• [Do this] Reproduce the records below with every occurrence of "laid out like" swapped for "formatted as", leaving everything else unchanged.

= = = = =

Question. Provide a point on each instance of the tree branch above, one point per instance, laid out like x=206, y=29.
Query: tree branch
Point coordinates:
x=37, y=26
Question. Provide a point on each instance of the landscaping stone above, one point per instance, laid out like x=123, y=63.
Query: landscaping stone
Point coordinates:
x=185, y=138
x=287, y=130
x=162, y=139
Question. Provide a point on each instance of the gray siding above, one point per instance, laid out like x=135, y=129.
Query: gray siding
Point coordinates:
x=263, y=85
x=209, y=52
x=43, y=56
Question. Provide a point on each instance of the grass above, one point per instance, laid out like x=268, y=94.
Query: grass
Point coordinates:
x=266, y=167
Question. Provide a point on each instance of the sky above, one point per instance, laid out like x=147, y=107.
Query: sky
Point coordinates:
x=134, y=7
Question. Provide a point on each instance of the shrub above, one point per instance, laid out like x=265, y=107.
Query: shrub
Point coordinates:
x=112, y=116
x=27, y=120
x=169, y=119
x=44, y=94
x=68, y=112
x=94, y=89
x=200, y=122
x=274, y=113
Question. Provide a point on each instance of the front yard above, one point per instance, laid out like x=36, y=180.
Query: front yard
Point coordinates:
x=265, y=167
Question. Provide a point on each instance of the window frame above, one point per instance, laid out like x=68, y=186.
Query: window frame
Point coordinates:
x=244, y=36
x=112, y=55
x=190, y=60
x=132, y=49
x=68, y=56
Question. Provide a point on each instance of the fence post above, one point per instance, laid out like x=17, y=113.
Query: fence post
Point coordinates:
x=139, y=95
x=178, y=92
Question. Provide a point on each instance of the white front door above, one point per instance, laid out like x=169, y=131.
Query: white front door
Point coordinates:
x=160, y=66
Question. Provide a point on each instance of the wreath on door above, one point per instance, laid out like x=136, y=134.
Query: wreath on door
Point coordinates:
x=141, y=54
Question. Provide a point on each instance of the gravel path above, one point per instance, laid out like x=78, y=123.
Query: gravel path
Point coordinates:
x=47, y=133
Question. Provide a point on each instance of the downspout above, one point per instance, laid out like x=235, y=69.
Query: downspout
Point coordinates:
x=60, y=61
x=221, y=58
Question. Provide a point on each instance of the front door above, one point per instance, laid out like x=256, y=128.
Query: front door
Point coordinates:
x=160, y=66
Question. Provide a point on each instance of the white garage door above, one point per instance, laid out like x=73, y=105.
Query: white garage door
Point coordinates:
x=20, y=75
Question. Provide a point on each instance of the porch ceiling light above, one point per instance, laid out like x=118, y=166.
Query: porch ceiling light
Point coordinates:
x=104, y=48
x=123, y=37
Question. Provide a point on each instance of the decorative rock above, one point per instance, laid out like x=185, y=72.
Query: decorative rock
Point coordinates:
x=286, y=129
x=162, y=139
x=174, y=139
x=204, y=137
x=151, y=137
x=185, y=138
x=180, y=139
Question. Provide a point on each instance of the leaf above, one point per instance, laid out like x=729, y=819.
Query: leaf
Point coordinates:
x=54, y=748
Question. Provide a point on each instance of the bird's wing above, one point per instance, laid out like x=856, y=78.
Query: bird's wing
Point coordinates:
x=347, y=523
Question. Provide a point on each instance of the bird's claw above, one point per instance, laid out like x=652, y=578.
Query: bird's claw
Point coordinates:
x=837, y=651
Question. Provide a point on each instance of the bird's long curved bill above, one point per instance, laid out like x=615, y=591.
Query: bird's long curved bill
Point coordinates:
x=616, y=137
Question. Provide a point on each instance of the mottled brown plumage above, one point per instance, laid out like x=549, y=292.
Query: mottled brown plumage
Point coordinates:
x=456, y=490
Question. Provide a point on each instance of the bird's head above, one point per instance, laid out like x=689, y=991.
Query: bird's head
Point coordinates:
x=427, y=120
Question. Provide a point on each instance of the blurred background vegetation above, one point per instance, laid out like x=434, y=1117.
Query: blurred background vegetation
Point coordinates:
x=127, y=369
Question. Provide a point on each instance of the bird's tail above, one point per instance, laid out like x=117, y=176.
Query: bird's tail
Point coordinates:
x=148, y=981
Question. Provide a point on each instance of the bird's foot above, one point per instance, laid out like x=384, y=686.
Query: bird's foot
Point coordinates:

= = = = =

• [Answer to the exercise]
Question. Provide a point on each instance of the tree branch above, one point per instance, formatted as x=206, y=29.
Query: tree branch
Point coordinates:
x=37, y=26
Question. Provide a point on each instance of the landscaping stone above, one point per instance, formatted as x=123, y=63.
Query: landscaping stone
Point coordinates:
x=185, y=138
x=287, y=130
x=162, y=139
Question. Provide a point on each instance of the gray siding above, one point per instance, formatted as x=135, y=129.
Query: gray siding
Point coordinates:
x=263, y=85
x=209, y=52
x=43, y=56
Question. Provide a point on each instance of the grass above, one point per instance, formatted as x=268, y=94.
Query: grass
Point coordinates:
x=266, y=167
Question. Provide a point on each instance of the sky above, one point per instance, formatted as x=147, y=107.
Query: sky
Point coordinates:
x=134, y=7
Question. Provide a point on each instance of the shrub above, one point per instance, formatted as x=265, y=107.
Query: shrub
Point coordinates:
x=112, y=116
x=27, y=120
x=169, y=119
x=44, y=94
x=68, y=112
x=94, y=89
x=200, y=122
x=274, y=113
Question. Provide a point on each instance of the front yard above, one point per instance, formatted as x=36, y=180.
Query: front yard
Point coordinates:
x=265, y=167
Question. Provide a point on each instance of the window frame above, one point per instance, formatted as x=68, y=186.
Query: window frame
Point coordinates:
x=244, y=36
x=112, y=55
x=190, y=60
x=132, y=49
x=68, y=56
Question. Provide a point on each instance of the fence post above, one point per instance, formatted as x=17, y=113.
Query: fence post
Point coordinates:
x=139, y=95
x=178, y=92
Question. Provide a point on each instance of the white front door above, one point per instance, formatted as x=169, y=131.
Query: white front door
Point coordinates:
x=160, y=66
Question. Provide a point on each instance of the wreath on door above, one point per instance, formatted as x=136, y=134.
Query: wreath on door
Point coordinates:
x=141, y=54
Question. Provide a point on each instance of the gravel path above, one point per instance, formatted as x=78, y=123.
Query: gravel path
Point coordinates:
x=47, y=133
Question. Provide a point on each instance of the downspout above, one point per instance, formatted as x=235, y=69.
Query: downspout
Point coordinates:
x=60, y=61
x=221, y=58
Question. Provide a point on each instance of the front door above, one point per instance, formatted as x=256, y=128.
Query: front door
Point coordinates:
x=160, y=66
Question. Provide a point on each instance of the white garage door above, one point per instance, formatted as x=73, y=105.
Query: white garage door
Point coordinates:
x=20, y=75
Question. Provide a point on each instance of the porch ceiling light above, one point per instance, formatted as x=118, y=166.
Query: porch ceiling light
Point coordinates:
x=104, y=48
x=123, y=37
Question. Provide a point on each instance of the decorative rock above, one point per instance, formatted as x=185, y=72.
Query: decorative rock
Point coordinates:
x=286, y=129
x=162, y=139
x=174, y=139
x=204, y=137
x=151, y=137
x=185, y=138
x=180, y=139
Question. Provide a point on each instance of the leaf above, one point per instance, formatted as x=729, y=819.
Query: leaf
Point coordinates:
x=54, y=748
Question. Provide a point on each instance of the bird's wing above, one point per instance, formatted as x=856, y=78.
Query: bird's wing
Point coordinates:
x=347, y=523
Question. Provide a point on each instance of the bird's claw above, one point per instance, formatted as x=652, y=578.
Query: bird's claw
Point coordinates:
x=837, y=651
Question. Provide a point on each instance of the bird's long curved bill above, one point per instance, formatted as x=615, y=591.
Query: bird's long curved bill
Point coordinates:
x=616, y=137
Question. Provide a point on each instance of the mottled brown plumage above, one point per instance, formatted as x=549, y=292.
Query: mottled brown plumage
Point coordinates:
x=456, y=490
Question. Provide a point on each instance of the bird's head above, one point per instance, formatted as x=689, y=991.
Query: bird's head
Point coordinates:
x=427, y=120
Question. Provide a point on each instance of the blurred background vegetation above, one point per instance, formatted as x=434, y=1117.
Query: blurred background vegetation
Point coordinates:
x=127, y=369
Question. Provide a point on each instance of the bird's tail above, one point per instance, formatted as x=117, y=176.
Query: bird's tail
Point coordinates:
x=148, y=981
Question. Provide a point on each instance of the bird's foot above, one point per instance, formatted as x=384, y=686.
Query: bird's foot
Point coordinates:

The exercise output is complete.